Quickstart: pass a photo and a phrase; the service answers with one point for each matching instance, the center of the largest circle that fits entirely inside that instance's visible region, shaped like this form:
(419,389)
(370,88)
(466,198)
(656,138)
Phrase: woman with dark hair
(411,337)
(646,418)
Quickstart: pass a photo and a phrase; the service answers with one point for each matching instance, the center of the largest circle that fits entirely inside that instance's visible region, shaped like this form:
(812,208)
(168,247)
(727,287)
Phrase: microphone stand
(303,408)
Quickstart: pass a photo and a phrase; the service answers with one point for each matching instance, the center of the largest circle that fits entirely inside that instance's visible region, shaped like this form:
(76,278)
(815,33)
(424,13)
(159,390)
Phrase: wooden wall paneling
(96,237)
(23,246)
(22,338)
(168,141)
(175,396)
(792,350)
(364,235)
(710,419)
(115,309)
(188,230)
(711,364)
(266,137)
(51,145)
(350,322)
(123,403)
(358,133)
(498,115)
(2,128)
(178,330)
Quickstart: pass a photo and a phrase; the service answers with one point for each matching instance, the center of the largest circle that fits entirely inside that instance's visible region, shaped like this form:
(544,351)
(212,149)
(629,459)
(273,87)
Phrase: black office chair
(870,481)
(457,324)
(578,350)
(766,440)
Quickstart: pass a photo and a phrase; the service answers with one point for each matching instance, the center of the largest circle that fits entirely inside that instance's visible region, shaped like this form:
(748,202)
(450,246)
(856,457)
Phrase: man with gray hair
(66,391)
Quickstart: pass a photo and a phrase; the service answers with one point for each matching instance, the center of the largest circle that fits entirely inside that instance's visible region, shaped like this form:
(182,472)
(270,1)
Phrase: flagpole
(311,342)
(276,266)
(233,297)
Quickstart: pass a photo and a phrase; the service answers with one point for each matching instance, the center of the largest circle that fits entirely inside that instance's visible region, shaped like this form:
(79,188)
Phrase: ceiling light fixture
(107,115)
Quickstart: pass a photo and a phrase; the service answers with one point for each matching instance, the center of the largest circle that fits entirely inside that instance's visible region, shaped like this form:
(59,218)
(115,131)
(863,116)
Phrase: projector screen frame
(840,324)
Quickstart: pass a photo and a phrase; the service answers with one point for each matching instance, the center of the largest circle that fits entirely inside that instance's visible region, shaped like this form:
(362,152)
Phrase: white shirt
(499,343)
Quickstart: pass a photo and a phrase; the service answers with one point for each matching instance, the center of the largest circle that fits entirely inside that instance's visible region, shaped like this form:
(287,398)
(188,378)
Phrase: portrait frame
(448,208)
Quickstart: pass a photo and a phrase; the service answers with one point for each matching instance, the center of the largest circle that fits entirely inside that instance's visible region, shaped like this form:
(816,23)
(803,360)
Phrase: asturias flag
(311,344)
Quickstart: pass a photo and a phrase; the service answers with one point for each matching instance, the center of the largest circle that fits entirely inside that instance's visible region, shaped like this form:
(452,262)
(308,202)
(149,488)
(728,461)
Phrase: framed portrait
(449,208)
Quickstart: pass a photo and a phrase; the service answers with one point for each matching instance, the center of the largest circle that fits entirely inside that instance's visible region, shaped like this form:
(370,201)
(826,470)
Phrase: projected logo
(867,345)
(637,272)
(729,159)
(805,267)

▶ [YOUR TASK]: Please find each line in the items above that contains the word "portrait", and copy those lines.

▶ [ANSWER TO THIS EXERCISE]:
Phrase: portrait frame
Phrase: framed portrait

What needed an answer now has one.